Return, word for word, only the lines of the data below that lie between the line with "Target: flower bed" and the line with "Target: rock", those two lines included.
------------
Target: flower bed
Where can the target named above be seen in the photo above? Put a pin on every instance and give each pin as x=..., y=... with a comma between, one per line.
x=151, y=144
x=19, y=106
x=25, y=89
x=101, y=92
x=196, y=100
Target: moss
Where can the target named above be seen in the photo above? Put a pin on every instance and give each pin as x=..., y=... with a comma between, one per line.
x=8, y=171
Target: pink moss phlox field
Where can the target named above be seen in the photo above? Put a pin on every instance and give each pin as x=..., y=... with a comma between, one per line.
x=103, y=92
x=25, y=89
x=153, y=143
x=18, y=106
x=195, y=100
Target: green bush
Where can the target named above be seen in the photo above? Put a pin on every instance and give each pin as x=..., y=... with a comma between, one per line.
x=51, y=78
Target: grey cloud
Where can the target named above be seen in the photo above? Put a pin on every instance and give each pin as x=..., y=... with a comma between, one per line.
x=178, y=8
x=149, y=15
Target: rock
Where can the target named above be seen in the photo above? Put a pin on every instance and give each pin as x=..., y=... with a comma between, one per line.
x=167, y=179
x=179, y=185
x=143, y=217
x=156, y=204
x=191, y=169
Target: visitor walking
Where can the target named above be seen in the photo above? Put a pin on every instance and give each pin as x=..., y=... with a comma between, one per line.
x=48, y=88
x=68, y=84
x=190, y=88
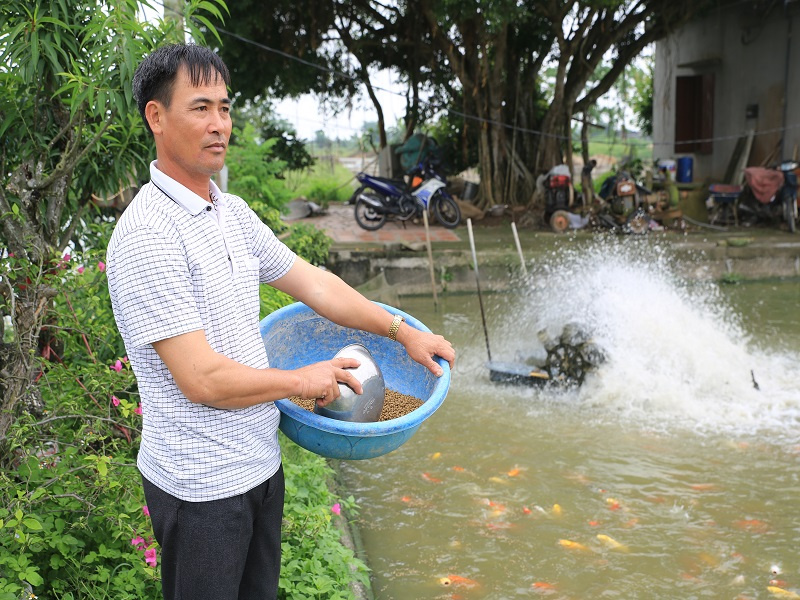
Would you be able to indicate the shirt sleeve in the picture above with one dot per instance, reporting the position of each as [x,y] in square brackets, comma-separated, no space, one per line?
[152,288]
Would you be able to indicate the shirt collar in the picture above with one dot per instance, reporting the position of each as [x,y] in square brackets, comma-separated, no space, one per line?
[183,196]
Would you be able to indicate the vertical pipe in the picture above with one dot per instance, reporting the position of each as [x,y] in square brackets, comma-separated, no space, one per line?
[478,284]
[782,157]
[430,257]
------------
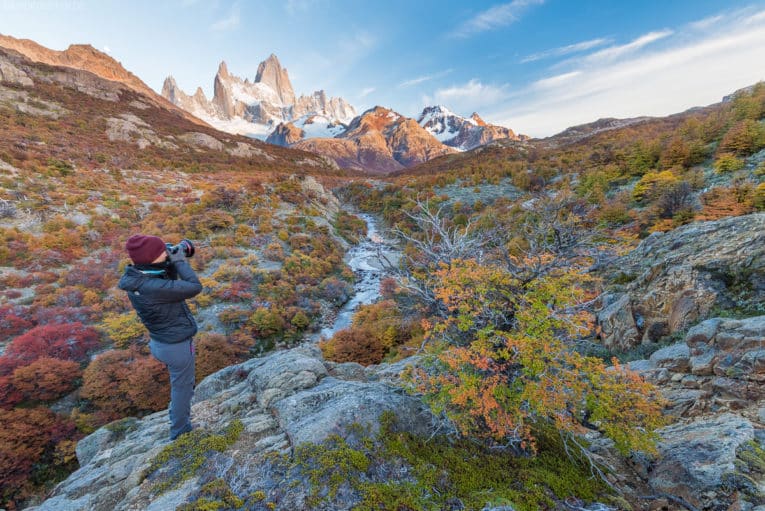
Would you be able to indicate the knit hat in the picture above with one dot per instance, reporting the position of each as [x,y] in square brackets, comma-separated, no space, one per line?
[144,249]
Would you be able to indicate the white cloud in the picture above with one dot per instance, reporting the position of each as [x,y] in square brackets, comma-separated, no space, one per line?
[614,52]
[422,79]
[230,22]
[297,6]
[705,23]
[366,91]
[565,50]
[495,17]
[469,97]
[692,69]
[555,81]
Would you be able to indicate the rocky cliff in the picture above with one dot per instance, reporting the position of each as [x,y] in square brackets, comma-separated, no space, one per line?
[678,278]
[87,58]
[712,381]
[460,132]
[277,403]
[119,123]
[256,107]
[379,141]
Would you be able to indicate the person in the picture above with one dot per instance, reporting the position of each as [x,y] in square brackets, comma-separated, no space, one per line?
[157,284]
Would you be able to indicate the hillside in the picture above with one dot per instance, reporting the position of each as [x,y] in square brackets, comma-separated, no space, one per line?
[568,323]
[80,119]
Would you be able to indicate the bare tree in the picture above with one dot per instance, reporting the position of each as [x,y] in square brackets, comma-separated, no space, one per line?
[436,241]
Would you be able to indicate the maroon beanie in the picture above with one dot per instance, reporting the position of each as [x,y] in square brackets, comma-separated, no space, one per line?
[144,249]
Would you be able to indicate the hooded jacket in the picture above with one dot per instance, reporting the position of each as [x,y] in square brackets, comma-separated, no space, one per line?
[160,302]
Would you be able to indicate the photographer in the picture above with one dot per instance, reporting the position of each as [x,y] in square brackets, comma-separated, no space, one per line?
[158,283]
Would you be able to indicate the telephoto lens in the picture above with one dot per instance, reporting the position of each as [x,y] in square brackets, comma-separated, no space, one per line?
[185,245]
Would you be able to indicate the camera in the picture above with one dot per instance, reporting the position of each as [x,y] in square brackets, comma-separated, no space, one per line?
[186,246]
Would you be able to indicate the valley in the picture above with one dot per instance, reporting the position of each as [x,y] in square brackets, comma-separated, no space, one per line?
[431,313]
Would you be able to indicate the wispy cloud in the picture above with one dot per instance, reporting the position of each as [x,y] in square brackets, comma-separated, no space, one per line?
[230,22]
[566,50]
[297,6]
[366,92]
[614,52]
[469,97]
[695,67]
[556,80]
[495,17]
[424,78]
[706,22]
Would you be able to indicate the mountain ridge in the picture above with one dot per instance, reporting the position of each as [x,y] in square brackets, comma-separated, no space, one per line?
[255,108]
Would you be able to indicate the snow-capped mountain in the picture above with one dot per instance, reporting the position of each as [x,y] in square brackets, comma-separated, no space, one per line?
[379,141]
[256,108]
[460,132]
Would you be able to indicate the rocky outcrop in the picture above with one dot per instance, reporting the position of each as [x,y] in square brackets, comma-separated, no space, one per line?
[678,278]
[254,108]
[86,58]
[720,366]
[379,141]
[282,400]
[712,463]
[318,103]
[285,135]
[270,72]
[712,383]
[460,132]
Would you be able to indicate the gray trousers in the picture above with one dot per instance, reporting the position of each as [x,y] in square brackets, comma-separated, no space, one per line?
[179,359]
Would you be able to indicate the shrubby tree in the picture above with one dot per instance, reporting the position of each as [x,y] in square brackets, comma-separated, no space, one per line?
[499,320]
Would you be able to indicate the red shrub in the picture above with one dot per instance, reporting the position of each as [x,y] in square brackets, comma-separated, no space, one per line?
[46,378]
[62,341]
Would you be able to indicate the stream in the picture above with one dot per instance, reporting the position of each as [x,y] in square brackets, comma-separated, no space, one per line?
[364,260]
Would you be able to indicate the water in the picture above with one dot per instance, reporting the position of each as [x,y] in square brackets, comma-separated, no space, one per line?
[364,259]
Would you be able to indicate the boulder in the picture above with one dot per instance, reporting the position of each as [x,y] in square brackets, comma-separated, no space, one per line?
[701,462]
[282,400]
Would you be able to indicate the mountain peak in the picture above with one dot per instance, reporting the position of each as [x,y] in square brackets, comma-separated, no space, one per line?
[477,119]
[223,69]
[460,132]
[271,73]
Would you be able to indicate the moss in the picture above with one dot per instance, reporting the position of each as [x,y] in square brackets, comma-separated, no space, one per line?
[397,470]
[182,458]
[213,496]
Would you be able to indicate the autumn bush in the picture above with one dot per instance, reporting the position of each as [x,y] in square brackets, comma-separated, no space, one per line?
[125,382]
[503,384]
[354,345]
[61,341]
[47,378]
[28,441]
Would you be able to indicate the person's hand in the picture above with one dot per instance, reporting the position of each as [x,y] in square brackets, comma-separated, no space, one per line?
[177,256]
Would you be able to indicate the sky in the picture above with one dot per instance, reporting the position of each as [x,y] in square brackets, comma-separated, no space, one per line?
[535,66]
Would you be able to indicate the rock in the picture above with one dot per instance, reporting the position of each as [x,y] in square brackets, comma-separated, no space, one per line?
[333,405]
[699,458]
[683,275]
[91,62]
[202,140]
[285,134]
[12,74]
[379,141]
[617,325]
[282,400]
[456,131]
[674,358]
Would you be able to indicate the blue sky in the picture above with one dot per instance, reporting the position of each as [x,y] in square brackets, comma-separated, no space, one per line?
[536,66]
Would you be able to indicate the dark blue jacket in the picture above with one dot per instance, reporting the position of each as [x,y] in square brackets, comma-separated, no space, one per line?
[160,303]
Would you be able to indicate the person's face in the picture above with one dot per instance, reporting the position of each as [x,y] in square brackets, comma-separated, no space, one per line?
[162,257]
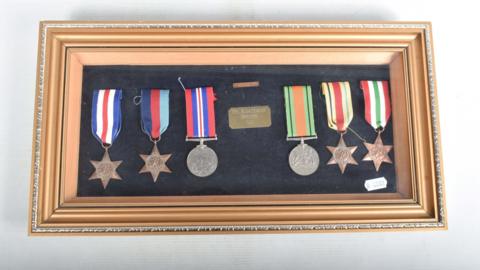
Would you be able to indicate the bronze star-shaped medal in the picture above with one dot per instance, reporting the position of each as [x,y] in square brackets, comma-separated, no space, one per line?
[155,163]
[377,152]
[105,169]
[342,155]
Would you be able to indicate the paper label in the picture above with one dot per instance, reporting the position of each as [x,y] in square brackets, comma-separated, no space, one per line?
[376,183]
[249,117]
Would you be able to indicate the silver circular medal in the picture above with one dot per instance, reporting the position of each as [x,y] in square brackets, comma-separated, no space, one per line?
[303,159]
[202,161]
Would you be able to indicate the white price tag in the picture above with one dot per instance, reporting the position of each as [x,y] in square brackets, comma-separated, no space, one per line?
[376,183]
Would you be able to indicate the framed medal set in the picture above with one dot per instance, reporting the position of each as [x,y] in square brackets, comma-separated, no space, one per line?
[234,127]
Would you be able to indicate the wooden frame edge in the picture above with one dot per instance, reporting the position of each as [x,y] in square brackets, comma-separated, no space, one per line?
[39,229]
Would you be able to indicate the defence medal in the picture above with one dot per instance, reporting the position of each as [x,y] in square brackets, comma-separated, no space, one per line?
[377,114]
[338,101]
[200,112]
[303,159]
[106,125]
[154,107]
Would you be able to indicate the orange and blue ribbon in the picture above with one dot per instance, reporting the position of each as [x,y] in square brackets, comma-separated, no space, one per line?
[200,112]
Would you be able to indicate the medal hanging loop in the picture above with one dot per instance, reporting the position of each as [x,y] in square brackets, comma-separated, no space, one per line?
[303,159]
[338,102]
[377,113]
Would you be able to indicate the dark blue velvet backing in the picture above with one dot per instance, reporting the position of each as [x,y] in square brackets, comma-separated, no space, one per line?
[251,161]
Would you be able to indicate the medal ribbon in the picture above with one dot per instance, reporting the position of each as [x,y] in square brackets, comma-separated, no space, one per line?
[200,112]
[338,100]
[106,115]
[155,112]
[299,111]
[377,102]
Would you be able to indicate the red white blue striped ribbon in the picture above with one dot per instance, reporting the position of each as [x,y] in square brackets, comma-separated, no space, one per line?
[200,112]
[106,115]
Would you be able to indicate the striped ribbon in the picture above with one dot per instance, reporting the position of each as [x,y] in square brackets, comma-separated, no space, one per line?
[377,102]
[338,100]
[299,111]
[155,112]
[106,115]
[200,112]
------------
▶ **THE ANSWER**
Target: flower bed
Where can the target named above be seen in the photo above? Put a pin on every instance and give each pin as x=..., y=... with a comma between, one per line.
x=151, y=144
x=19, y=106
x=25, y=89
x=101, y=92
x=196, y=100
Target: moss
Where can the target named above be seen in the photo above? Put a pin on every instance and give each pin as x=..., y=... with a comma between, one per line.
x=8, y=171
Target: pink moss phlox field
Where can the target named above be seen in the photo above? Put a pin on every instance and give each pin as x=..., y=... with a comma between, one per line.
x=103, y=92
x=25, y=89
x=153, y=143
x=18, y=106
x=195, y=100
Target: green bush
Where can the target named above be seen in the photo above? Put a pin on every instance and give each pin as x=..., y=... with a comma between, one per line.
x=51, y=78
Target: grey cloud
Where can the target named above be seen in the photo above? Put a pin on every instance and give each pin as x=..., y=... with a comma between, one per line.
x=178, y=8
x=149, y=15
Target: rock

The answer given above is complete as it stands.